→ **WHAT THIS TASK INVOLVES**
Each entry should be quoted word for word, including every mark of punctuation.

→ **DATA SHOWN**
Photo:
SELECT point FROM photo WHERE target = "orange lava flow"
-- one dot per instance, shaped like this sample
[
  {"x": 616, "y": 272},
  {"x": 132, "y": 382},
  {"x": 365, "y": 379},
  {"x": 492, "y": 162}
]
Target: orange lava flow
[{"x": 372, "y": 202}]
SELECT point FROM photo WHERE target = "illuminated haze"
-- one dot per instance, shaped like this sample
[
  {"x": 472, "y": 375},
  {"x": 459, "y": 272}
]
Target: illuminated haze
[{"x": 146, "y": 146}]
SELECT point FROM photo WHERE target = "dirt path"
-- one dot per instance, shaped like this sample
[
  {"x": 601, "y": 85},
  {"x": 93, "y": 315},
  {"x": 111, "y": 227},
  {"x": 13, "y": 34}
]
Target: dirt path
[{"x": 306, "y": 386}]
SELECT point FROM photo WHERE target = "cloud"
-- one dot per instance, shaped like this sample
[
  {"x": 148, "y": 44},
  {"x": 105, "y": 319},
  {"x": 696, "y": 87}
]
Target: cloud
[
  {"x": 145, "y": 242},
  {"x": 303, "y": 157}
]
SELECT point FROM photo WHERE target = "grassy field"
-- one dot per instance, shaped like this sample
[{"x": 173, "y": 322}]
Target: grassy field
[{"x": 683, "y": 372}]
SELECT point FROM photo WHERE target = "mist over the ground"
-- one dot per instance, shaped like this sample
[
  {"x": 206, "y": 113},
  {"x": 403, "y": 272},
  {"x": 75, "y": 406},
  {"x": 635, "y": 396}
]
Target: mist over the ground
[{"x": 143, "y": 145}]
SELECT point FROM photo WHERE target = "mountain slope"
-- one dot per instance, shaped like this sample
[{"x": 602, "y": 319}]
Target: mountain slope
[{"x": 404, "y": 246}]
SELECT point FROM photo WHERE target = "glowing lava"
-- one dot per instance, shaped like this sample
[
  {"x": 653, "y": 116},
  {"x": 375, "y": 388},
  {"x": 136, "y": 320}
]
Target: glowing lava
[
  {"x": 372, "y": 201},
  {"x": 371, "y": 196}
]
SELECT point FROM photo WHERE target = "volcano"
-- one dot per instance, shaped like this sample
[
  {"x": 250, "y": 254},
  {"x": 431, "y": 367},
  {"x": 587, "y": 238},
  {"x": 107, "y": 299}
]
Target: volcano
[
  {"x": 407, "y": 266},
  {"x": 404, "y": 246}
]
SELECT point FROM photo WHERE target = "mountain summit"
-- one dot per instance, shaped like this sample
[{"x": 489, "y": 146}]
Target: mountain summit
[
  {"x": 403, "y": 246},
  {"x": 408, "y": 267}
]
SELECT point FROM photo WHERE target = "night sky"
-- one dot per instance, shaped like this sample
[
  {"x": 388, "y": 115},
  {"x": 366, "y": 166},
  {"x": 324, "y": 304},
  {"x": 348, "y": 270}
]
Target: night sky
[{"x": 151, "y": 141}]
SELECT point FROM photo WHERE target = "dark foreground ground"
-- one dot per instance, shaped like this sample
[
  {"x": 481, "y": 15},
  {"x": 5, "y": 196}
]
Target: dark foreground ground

→ **EXERCISE OUTPUT**
Photo:
SELECT point FROM photo WHERE target = "orange lava flow"
-- one dot per instance, shaped like this sample
[
  {"x": 616, "y": 272},
  {"x": 132, "y": 382},
  {"x": 365, "y": 379},
  {"x": 492, "y": 162}
]
Target: orange lava flow
[{"x": 372, "y": 202}]
SELECT point FROM photo WHERE target = "illuminated haze"
-- one dot per instance, shaped like this sample
[
  {"x": 472, "y": 375},
  {"x": 459, "y": 272}
]
Target: illuminated haze
[{"x": 146, "y": 146}]
SELECT point FROM photo WHERE target = "dirt path"
-- one dot per instance, shaped like this sample
[
  {"x": 601, "y": 85},
  {"x": 93, "y": 315},
  {"x": 111, "y": 227},
  {"x": 13, "y": 34}
]
Target: dirt path
[{"x": 306, "y": 386}]
SELECT point FROM photo WHERE target = "cloud"
-- one dot per instance, shaped like this sample
[
  {"x": 148, "y": 44},
  {"x": 105, "y": 319},
  {"x": 696, "y": 87}
]
Target: cloud
[
  {"x": 145, "y": 242},
  {"x": 303, "y": 157}
]
SELECT point FROM photo WHERE target = "grassy field"
-- one dot per instance, shaped like this sample
[{"x": 173, "y": 322}]
Target: grassy field
[{"x": 683, "y": 372}]
SELECT point FROM photo WHERE target = "mist over the ground"
-- one dot per instance, shaped like this sample
[
  {"x": 206, "y": 113},
  {"x": 403, "y": 272},
  {"x": 75, "y": 406},
  {"x": 635, "y": 396}
]
Target: mist over the ground
[{"x": 143, "y": 145}]
SELECT point FROM photo WHERE target = "mountain slope"
-- one dot per instance, shaped like this sample
[{"x": 602, "y": 319}]
Target: mountain slope
[{"x": 404, "y": 246}]
SELECT point FROM photo WHERE target = "glowing lava"
-- one dot per instance, shaped like this sample
[
  {"x": 653, "y": 116},
  {"x": 375, "y": 388},
  {"x": 136, "y": 320}
]
Target: glowing lava
[
  {"x": 372, "y": 201},
  {"x": 371, "y": 196}
]
SELECT point FROM photo WHERE target = "volcano"
-- one dot per instance, shaped like this sample
[
  {"x": 250, "y": 254},
  {"x": 431, "y": 367},
  {"x": 587, "y": 238},
  {"x": 107, "y": 299}
]
Target: volcano
[
  {"x": 407, "y": 266},
  {"x": 404, "y": 246}
]
SELECT point FROM photo WHERE target = "mountain summit"
-- one dot per instance, shaped like this sample
[{"x": 489, "y": 146}]
Target: mountain summit
[
  {"x": 403, "y": 246},
  {"x": 408, "y": 267}
]
SELECT point FROM photo WHERE target = "night sky"
-- one dot per instance, shaped like this sample
[
  {"x": 388, "y": 115},
  {"x": 366, "y": 166},
  {"x": 324, "y": 304},
  {"x": 348, "y": 270}
]
Target: night sky
[{"x": 151, "y": 141}]
SELECT point FROM photo WHERE target = "dark foreground ground"
-- one dot per instance, shaped like this sample
[
  {"x": 481, "y": 15},
  {"x": 5, "y": 196}
]
Target: dark foreground ground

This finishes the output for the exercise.